> **Records to process**
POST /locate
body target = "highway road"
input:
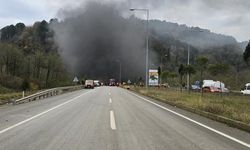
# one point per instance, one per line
(111, 118)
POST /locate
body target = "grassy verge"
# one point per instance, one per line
(7, 97)
(234, 107)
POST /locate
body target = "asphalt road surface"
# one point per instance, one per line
(111, 118)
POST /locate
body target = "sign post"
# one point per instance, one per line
(153, 77)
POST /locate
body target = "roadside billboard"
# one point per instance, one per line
(153, 77)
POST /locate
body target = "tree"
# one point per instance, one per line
(246, 54)
(159, 73)
(201, 62)
(216, 69)
(181, 72)
(189, 69)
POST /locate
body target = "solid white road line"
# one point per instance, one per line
(112, 120)
(195, 122)
(40, 114)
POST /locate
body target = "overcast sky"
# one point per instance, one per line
(231, 17)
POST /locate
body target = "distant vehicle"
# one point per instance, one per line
(89, 84)
(112, 82)
(195, 88)
(210, 89)
(215, 86)
(165, 85)
(97, 83)
(246, 89)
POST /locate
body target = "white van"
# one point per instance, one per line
(246, 89)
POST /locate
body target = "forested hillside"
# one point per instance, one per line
(216, 56)
(29, 58)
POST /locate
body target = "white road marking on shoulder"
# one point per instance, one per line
(112, 120)
(195, 122)
(40, 114)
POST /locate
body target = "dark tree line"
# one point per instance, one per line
(29, 57)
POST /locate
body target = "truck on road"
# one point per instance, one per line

> **Work item**
Word for word, write out the full listing, leaving the pictures aside.

> **Solution**
POST /locate
body target = "highway road"
input:
# one point per instance, one per line
(111, 118)
POST /locate
body target = "grassy verge"
# one point per instance, one per line
(7, 97)
(234, 107)
POST /locate
body target = "asphalt road surface"
# one point per instance, one per line
(111, 118)
POST /locate
body target = "sign post"
# one point per instance, one per line
(153, 77)
POST /locate
body target = "roadside billboard"
# one point per instance, one per line
(153, 77)
POST /locate
body target = "tree"
# one point per instance, one per line
(246, 54)
(159, 73)
(201, 62)
(216, 69)
(181, 72)
(189, 69)
POST /locate
body target = "solid white road line"
# one point per instance, one per line
(112, 120)
(195, 122)
(40, 114)
POST /locate
body target = "overcast sky"
# one point per instance, one per line
(231, 17)
POST /locate
body target = "distant vehicle"
# one point per instance, one per line
(89, 84)
(112, 82)
(195, 88)
(210, 89)
(215, 86)
(165, 85)
(97, 83)
(246, 89)
POST /locate
body target = "white van"
# one point per instance, one per line
(246, 89)
POST /locate
body target = "forested hillside"
# one point per instance, one per line
(216, 56)
(29, 58)
POST /locate
body target = "white road marking on shoulder"
# one point per instance, one per line
(112, 120)
(195, 122)
(40, 114)
POST /locate
body target = "dark tree line"
# one point per instance, one per line
(29, 57)
POST /locate
body target = "truck on road"
# one point per instance, one per line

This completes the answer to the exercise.